== WHAT TO DO ==
Reproduce only the lines that run from the line with "One dot per instance of the yellow flower spike" to the last line of the material, both ends included, exactly as they appear.

== DATA FOR PROCESSING ==

╭──

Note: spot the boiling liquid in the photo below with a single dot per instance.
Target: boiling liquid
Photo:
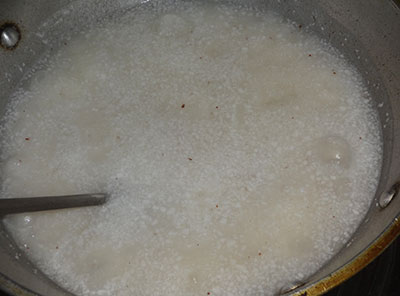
(240, 154)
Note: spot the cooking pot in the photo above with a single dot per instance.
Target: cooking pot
(366, 32)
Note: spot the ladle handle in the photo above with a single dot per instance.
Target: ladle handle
(44, 203)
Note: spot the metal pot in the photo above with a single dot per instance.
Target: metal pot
(367, 33)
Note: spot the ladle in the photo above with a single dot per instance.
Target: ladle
(44, 203)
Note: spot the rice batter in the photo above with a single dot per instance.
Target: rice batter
(240, 153)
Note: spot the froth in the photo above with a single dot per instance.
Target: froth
(240, 154)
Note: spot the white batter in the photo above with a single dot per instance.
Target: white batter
(240, 154)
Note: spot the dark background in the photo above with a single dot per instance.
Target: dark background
(380, 278)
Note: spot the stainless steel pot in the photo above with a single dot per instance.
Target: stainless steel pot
(366, 32)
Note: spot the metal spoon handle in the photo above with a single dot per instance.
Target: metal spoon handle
(44, 203)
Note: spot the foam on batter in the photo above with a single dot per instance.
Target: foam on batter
(240, 154)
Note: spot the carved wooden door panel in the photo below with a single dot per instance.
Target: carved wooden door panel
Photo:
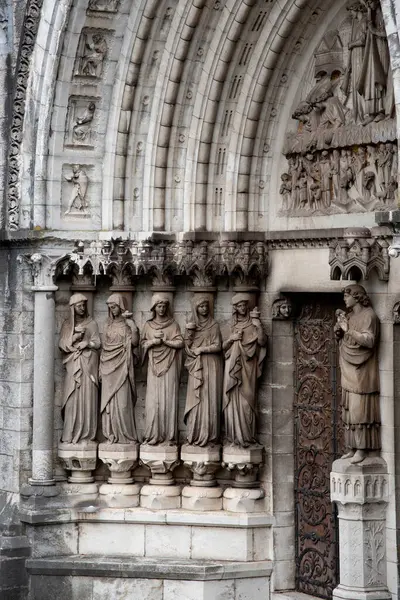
(318, 442)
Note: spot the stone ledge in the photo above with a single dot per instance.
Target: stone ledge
(139, 516)
(142, 568)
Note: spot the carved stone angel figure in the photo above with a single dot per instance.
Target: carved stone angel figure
(203, 345)
(118, 391)
(161, 342)
(80, 341)
(358, 334)
(244, 354)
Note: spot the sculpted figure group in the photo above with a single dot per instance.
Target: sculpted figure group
(211, 389)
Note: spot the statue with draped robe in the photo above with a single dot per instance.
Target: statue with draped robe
(203, 346)
(80, 342)
(118, 390)
(244, 354)
(358, 333)
(162, 342)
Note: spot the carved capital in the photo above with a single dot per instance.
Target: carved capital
(357, 255)
(44, 269)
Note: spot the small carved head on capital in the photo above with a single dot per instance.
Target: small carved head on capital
(282, 309)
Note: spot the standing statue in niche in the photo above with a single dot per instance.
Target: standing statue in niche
(358, 335)
(161, 342)
(118, 390)
(244, 354)
(80, 342)
(203, 345)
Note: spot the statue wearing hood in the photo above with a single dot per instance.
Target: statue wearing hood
(358, 333)
(80, 342)
(203, 345)
(118, 390)
(162, 343)
(244, 354)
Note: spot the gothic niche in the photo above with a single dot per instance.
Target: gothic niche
(343, 156)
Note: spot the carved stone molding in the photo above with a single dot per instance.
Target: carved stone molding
(245, 262)
(357, 254)
(29, 31)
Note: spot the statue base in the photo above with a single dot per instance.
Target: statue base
(120, 495)
(361, 494)
(204, 462)
(120, 459)
(158, 497)
(201, 499)
(244, 463)
(243, 500)
(161, 460)
(80, 459)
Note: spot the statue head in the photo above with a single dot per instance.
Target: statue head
(358, 293)
(78, 304)
(116, 305)
(160, 306)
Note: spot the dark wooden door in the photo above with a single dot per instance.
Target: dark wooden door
(318, 442)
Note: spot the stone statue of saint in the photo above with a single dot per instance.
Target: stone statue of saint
(118, 389)
(161, 342)
(80, 342)
(358, 334)
(203, 345)
(244, 354)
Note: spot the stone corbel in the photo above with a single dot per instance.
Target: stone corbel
(357, 254)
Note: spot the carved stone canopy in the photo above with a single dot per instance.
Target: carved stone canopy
(357, 254)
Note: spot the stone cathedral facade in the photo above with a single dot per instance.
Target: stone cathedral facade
(187, 188)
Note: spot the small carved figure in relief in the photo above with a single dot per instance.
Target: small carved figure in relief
(103, 5)
(358, 333)
(80, 342)
(286, 190)
(83, 128)
(93, 57)
(78, 201)
(353, 73)
(203, 345)
(162, 342)
(244, 354)
(282, 309)
(118, 389)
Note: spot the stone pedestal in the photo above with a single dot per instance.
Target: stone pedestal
(161, 491)
(203, 493)
(120, 459)
(361, 494)
(80, 459)
(244, 463)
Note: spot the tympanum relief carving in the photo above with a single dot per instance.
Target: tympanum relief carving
(343, 156)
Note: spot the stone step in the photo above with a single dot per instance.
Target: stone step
(105, 577)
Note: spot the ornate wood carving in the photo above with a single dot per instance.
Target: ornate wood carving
(318, 439)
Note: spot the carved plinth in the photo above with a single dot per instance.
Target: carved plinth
(80, 459)
(243, 500)
(244, 463)
(161, 460)
(203, 462)
(120, 459)
(361, 494)
(201, 498)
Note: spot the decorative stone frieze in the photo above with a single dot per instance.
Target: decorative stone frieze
(357, 254)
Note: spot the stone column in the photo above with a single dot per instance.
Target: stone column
(361, 494)
(43, 269)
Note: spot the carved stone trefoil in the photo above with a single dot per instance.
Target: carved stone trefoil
(357, 254)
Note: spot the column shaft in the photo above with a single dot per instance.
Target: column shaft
(43, 387)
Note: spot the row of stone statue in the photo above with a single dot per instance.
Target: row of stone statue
(211, 389)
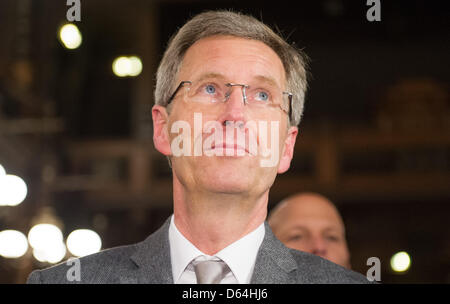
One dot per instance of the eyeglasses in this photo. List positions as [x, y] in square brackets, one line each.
[258, 95]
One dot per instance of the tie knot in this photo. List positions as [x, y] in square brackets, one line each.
[210, 271]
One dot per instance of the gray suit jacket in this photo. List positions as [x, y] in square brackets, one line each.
[149, 262]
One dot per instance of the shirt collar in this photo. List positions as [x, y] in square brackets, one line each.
[182, 252]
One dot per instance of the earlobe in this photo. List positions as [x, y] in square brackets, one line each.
[288, 150]
[161, 138]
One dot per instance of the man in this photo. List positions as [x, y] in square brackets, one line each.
[230, 74]
[310, 222]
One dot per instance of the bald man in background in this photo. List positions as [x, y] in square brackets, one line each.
[310, 222]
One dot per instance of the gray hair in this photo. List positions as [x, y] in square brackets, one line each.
[213, 23]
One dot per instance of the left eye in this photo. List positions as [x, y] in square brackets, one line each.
[262, 96]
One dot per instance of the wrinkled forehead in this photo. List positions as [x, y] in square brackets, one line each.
[237, 59]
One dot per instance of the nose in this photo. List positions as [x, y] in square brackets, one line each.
[234, 107]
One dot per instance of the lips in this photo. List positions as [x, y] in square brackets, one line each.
[227, 146]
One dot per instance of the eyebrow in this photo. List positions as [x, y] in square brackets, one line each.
[211, 75]
[271, 81]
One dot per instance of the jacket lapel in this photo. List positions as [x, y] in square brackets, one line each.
[274, 263]
[152, 258]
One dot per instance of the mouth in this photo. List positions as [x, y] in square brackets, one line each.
[237, 150]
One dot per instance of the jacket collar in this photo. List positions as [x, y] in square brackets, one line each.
[274, 262]
[152, 258]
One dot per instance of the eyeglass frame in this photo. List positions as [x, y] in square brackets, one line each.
[230, 84]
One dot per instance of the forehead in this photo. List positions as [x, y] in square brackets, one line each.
[314, 213]
[236, 59]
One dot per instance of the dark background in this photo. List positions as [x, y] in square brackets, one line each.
[375, 137]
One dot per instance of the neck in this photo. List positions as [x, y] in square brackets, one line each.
[212, 221]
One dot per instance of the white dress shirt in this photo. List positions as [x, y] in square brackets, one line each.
[240, 256]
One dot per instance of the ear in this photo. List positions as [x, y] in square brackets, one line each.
[161, 138]
[288, 150]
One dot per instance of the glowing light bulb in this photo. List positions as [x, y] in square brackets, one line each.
[70, 36]
[400, 261]
[83, 242]
[13, 244]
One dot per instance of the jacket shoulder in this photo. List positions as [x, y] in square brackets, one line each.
[316, 270]
[102, 267]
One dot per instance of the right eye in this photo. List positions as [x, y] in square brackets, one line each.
[210, 89]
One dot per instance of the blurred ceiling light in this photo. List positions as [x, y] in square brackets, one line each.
[83, 242]
[47, 242]
[127, 66]
[13, 244]
[400, 262]
[13, 190]
[53, 253]
[70, 36]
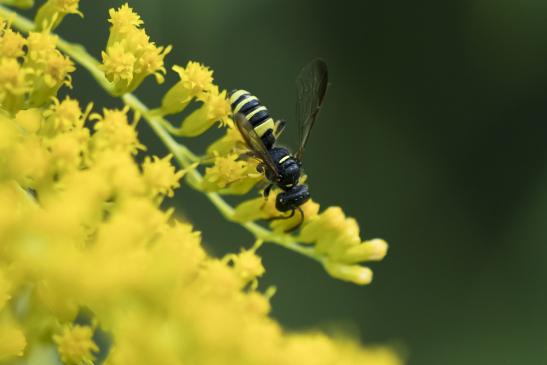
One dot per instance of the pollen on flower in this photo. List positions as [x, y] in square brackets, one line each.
[124, 18]
[40, 45]
[13, 78]
[62, 116]
[52, 12]
[195, 77]
[118, 64]
[11, 44]
[130, 55]
[218, 106]
[75, 345]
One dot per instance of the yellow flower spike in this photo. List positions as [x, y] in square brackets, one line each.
[310, 209]
[12, 341]
[216, 108]
[160, 176]
[326, 226]
[353, 273]
[30, 119]
[258, 208]
[5, 288]
[229, 143]
[150, 62]
[123, 20]
[11, 44]
[40, 46]
[14, 84]
[52, 12]
[372, 250]
[75, 345]
[118, 65]
[62, 117]
[50, 68]
[82, 230]
[130, 56]
[195, 80]
[113, 131]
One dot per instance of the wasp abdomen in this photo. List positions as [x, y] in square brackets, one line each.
[247, 104]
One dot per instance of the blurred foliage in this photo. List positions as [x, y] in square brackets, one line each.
[433, 136]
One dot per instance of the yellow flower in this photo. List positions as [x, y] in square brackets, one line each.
[62, 117]
[14, 84]
[52, 12]
[353, 273]
[23, 4]
[216, 108]
[160, 176]
[5, 288]
[50, 68]
[130, 56]
[195, 80]
[195, 77]
[118, 64]
[229, 175]
[150, 62]
[11, 44]
[123, 19]
[40, 46]
[30, 119]
[75, 345]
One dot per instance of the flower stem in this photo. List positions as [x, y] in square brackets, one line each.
[181, 153]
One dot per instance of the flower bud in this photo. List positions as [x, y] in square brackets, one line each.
[353, 273]
[52, 12]
[216, 108]
[195, 80]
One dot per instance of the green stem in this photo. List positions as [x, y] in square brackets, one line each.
[181, 153]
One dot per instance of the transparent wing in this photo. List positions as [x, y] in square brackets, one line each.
[311, 87]
[254, 143]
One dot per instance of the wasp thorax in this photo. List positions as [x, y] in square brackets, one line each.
[293, 198]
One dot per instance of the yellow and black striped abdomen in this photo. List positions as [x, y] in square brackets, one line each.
[243, 102]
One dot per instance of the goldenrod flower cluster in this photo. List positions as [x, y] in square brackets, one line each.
[130, 56]
[31, 69]
[82, 228]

╰──

== FINAL RESULT ==
One dot per instance of the yellow flower spike in this photo. List positions as [x, y] in square brackets, one line each.
[310, 209]
[12, 341]
[216, 108]
[160, 176]
[326, 226]
[353, 273]
[30, 119]
[258, 208]
[5, 288]
[229, 143]
[150, 62]
[123, 20]
[11, 44]
[40, 46]
[14, 84]
[52, 12]
[372, 250]
[75, 345]
[118, 65]
[62, 117]
[50, 68]
[82, 230]
[130, 56]
[195, 80]
[113, 131]
One dot per instance of the wasp abdomen in this photo. List positions as [x, y] in square brackets, one line each.
[247, 104]
One dot per instance of the blurred foliage in this photo. List positions as [x, y] in square brackets, one line each.
[433, 136]
One dot per instance of the yellow flower in this photo. List positions as [x, y] in square brackets, one line each.
[62, 117]
[14, 84]
[52, 12]
[353, 273]
[23, 4]
[216, 108]
[160, 176]
[5, 288]
[50, 68]
[130, 56]
[195, 80]
[195, 77]
[118, 64]
[229, 175]
[150, 62]
[11, 44]
[123, 19]
[40, 46]
[30, 119]
[75, 345]
One dot per instance of the flower stem in this photo. List positions as [x, y] in square brackets, one line each.
[181, 153]
One dot per instance of the flower bud in this photo. List positions as [x, y] in square brackets, one line each.
[353, 273]
[52, 12]
[216, 108]
[195, 80]
One dot per instance of the green stem in this photo. List positions as [x, y] in square brackets, one line each.
[181, 153]
One dot per instance of the transparent wing in this photo. List positions as [x, y] in square brackets, one line each.
[311, 87]
[254, 143]
One dot per instance of the wasp thorax in this photo. List positions as [x, y] in square brackets, one line each.
[293, 198]
One dot per instance of the yellow and black striped abdomen in this photo. List positions as [x, y] in square brackets, one line each.
[243, 102]
One dot per instance of the goldenrod flower cluster in this photo. List positions as [x, y] in square brackets, one line each.
[130, 56]
[31, 69]
[82, 228]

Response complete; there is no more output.